===== Supplied data =====
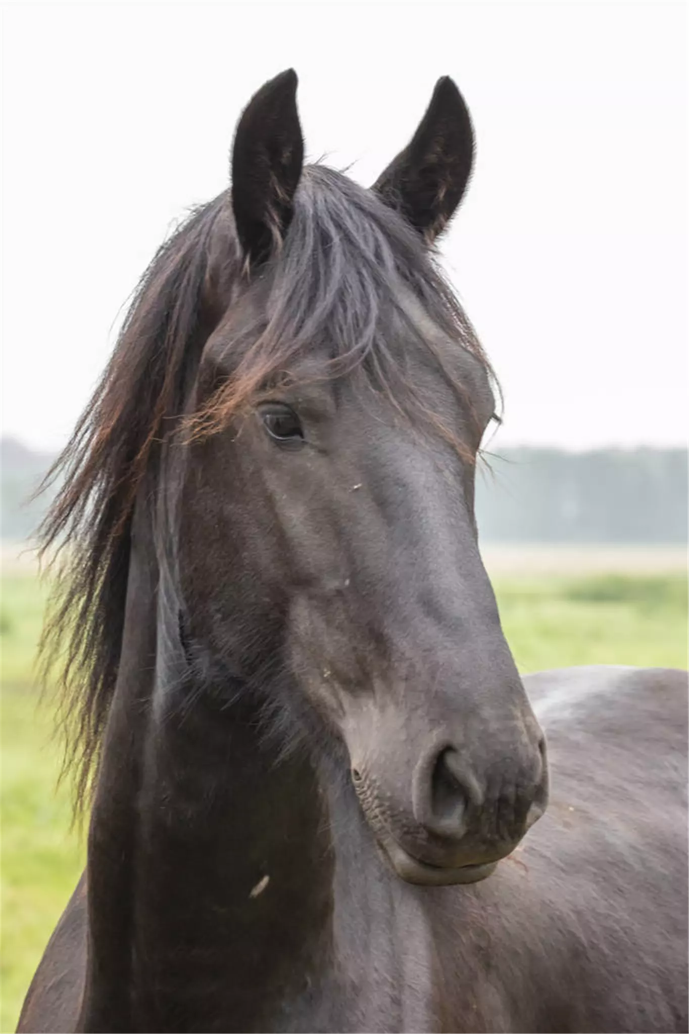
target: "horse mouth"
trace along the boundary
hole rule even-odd
[[[386,861],[400,879],[421,887],[446,887],[461,883],[478,883],[491,876],[498,864],[497,861],[488,861],[477,865],[456,868],[432,865],[430,862],[420,861],[409,854],[390,837],[379,841],[379,846]]]

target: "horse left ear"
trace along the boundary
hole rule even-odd
[[[411,143],[373,189],[430,243],[445,229],[462,201],[473,157],[469,111],[452,80],[445,75],[436,83]]]
[[[252,265],[280,247],[292,217],[304,163],[296,82],[289,68],[261,86],[234,133],[232,209],[240,244]]]

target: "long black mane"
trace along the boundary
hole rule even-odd
[[[410,320],[400,287],[488,368],[418,235],[373,192],[332,170],[304,170],[289,233],[260,276],[267,286],[260,323],[231,341],[234,373],[196,415],[194,433],[219,430],[314,342],[333,375],[365,371],[399,409],[442,432],[389,340],[390,317]],[[222,316],[223,288],[246,277],[225,192],[155,255],[102,379],[49,475],[61,478],[62,487],[41,527],[41,547],[61,562],[41,656],[46,678],[61,664],[64,770],[75,770],[77,804],[97,767],[115,691],[137,489],[170,418],[183,409],[184,386]],[[462,385],[453,388],[466,404]]]

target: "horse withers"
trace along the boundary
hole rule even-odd
[[[295,89],[60,461],[88,863],[19,1030],[684,1031],[686,675],[522,680],[477,548],[491,369],[433,250],[464,100],[364,189],[304,165]]]

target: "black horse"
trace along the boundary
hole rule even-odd
[[[296,77],[155,257],[62,460],[87,872],[22,1034],[687,1027],[686,676],[525,679],[476,545],[490,368],[432,244],[440,80],[364,189]],[[468,885],[471,884],[471,885]]]

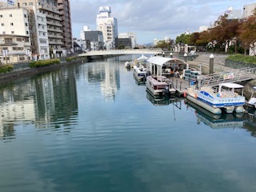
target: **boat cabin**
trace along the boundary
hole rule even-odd
[[[148,60],[148,69],[152,75],[179,77],[185,69],[189,69],[189,65],[179,58],[163,57],[151,57]]]

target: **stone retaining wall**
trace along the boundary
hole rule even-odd
[[[241,69],[245,67],[255,67],[255,64],[246,63],[242,62],[236,62],[234,60],[226,59],[225,60],[225,66],[228,66],[233,69]]]
[[[14,70],[6,74],[0,74],[0,82],[8,82],[17,79],[21,77],[27,77],[40,73],[44,73],[61,68],[63,66],[71,65],[74,63],[86,62],[87,60],[74,60],[68,62],[61,62],[60,64],[48,66],[42,66],[38,68],[30,68],[29,63],[18,63],[14,65]]]

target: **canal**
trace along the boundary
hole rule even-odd
[[[131,59],[0,85],[1,191],[256,191],[255,118],[154,98]]]

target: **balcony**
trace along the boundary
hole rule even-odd
[[[47,21],[47,24],[48,25],[51,25],[51,26],[56,26],[62,27],[62,25],[61,23],[56,22]]]
[[[0,46],[17,46],[18,43],[17,42],[0,42]]]
[[[62,21],[61,18],[57,15],[52,15],[52,14],[46,14],[46,18],[53,18],[53,19],[55,19],[58,21]]]

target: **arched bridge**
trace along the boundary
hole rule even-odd
[[[158,54],[162,50],[138,49],[138,50],[92,50],[85,54],[78,54],[79,57],[84,56],[105,56],[105,55],[122,55],[122,54]]]

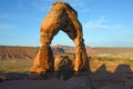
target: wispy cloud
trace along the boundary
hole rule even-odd
[[[0,31],[17,29],[16,26],[11,24],[0,24]]]
[[[91,20],[83,24],[84,29],[89,30],[111,30],[111,29],[121,29],[121,24],[110,24],[105,17],[100,17],[98,20]]]

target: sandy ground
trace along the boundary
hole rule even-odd
[[[7,80],[0,82],[0,89],[133,89],[132,69],[127,65],[101,65],[94,72],[83,72],[65,81],[54,77]]]
[[[11,80],[0,83],[0,89],[90,89],[85,76],[72,77],[64,81],[57,78],[47,80]]]

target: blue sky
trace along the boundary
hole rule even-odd
[[[86,46],[133,47],[133,0],[0,0],[0,44],[40,46],[40,26],[54,1],[78,11]],[[52,44],[74,46],[62,31]]]

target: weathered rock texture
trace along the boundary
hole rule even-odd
=====
Recast every line of the records above as a Markdown table with the columns "Row" and "Line", numbering the rows in order. Skip blank lines and leave the pictures out.

| Row | Line |
|---|---|
| 1 | target: "horse mouth" |
| 2 | trace along the boundary |
| 3 | hole rule even-odd |
| 4 | [[[386,861],[400,879],[421,887],[446,887],[461,883],[478,883],[491,876],[498,864],[497,861],[488,861],[477,865],[456,868],[432,865],[430,862],[420,861],[409,854],[390,837],[379,841],[379,846]]] |
| 5 | target: "horse left ear" |
| 6 | trace along the boundary |
| 7 | hole rule even-odd |
| 8 | [[[411,143],[373,189],[430,243],[445,229],[462,201],[473,157],[469,111],[452,80],[445,75],[436,83]]] |
| 9 | [[[252,265],[280,247],[292,217],[304,163],[296,82],[289,68],[261,86],[234,133],[232,209],[240,244]]] |
| 10 | target: "long black mane" |
| 11 | trace along the boundary |
| 12 | hole rule even-odd |
| 13 | [[[410,320],[400,287],[488,368],[418,235],[373,192],[332,170],[304,170],[289,233],[260,276],[267,286],[260,323],[231,341],[234,373],[196,415],[194,433],[219,430],[314,342],[333,375],[365,371],[399,409],[442,432],[389,340],[390,317]],[[222,316],[223,288],[246,277],[225,192],[155,255],[102,379],[49,475],[61,478],[62,487],[41,527],[41,547],[61,562],[41,656],[46,678],[61,664],[64,770],[75,770],[77,804],[97,767],[115,691],[137,489],[170,418],[183,409],[184,386]],[[462,385],[453,388],[466,404]]] |
| 14 | target: "horse withers" |
| 15 | trace along the boundary |
| 16 | hole rule even-odd |
| 17 | [[[295,89],[60,461],[88,863],[19,1030],[684,1031],[686,675],[522,680],[477,548],[491,369],[433,250],[464,100],[364,189],[304,165]]] |
| 18 | target: "black horse" |
| 19 | trace along the boundary |
| 20 | hole rule even-odd |
| 21 | [[[296,77],[155,257],[62,460],[87,872],[22,1034],[687,1027],[686,676],[525,679],[476,545],[490,368],[432,244],[440,80],[364,189]],[[468,885],[471,884],[471,885]]] |
| 22 | target: **boat cabin** |
| 23 | trace along the boundary |
| 24 | hole rule even-odd |
| 25 | [[[148,60],[148,69],[152,75],[179,77],[185,69],[189,69],[189,65],[179,58],[163,57],[151,57]]] |
| 26 | target: **stone retaining wall** |
| 27 | trace along the boundary |
| 28 | hole rule even-odd |
| 29 | [[[241,69],[245,67],[255,67],[255,64],[246,63],[242,62],[236,62],[234,60],[226,59],[225,60],[225,66],[228,66],[233,69]]] |
| 30 | [[[14,70],[6,74],[0,74],[0,82],[8,82],[17,79],[21,77],[27,77],[40,73],[44,73],[61,68],[63,66],[71,65],[74,63],[86,62],[87,60],[74,60],[68,62],[61,62],[60,64],[48,66],[42,66],[38,68],[30,68],[29,63],[18,63],[14,65]]] |
| 31 | target: **canal** |
| 32 | trace along the boundary |
| 33 | hole rule even-odd |
| 34 | [[[131,59],[0,85],[1,191],[256,191],[255,118],[154,98]]] |
| 35 | target: **balcony** |
| 36 | trace along the boundary |
| 37 | hole rule even-odd |
| 38 | [[[47,21],[47,24],[48,25],[51,25],[51,26],[56,26],[62,27],[62,25],[61,23],[56,22]]] |
| 39 | [[[0,46],[17,46],[18,43],[17,42],[0,42]]] |
| 40 | [[[62,21],[61,18],[57,15],[52,15],[52,14],[46,14],[46,18],[53,18],[53,19],[55,19],[58,21]]] |
| 41 | target: **arched bridge** |
| 42 | trace along the boundary |
| 43 | hole rule even-odd |
| 44 | [[[158,54],[162,50],[138,49],[138,50],[92,50],[85,54],[78,54],[79,57],[84,56],[105,56],[105,55],[122,55],[122,54]]] |
| 45 | target: wispy cloud |
| 46 | trace along the boundary |
| 47 | hole rule even-odd |
| 48 | [[[0,31],[17,29],[16,26],[11,24],[0,24]]] |
| 49 | [[[91,20],[83,24],[84,29],[89,30],[111,30],[111,29],[121,29],[121,24],[110,24],[105,17],[100,17],[98,20]]] |
| 50 | target: sandy ground |
| 51 | trace along the boundary |
| 52 | hole rule even-odd |
| 53 | [[[7,80],[0,82],[0,89],[133,89],[132,69],[127,65],[101,65],[94,72],[83,72],[65,81],[54,77]]] |
| 54 | [[[11,80],[0,83],[0,89],[90,89],[85,76],[72,77],[64,81],[57,78],[47,80]]] |
| 55 | target: blue sky |
| 56 | trace along the boundary |
| 57 | hole rule even-odd |
| 58 | [[[86,46],[133,47],[133,0],[0,0],[0,44],[40,46],[40,26],[54,1],[78,11]],[[52,44],[74,46],[62,31]]] |
| 59 | target: weathered rock texture |
| 60 | trace along the boundary |
| 61 | hole rule even-odd |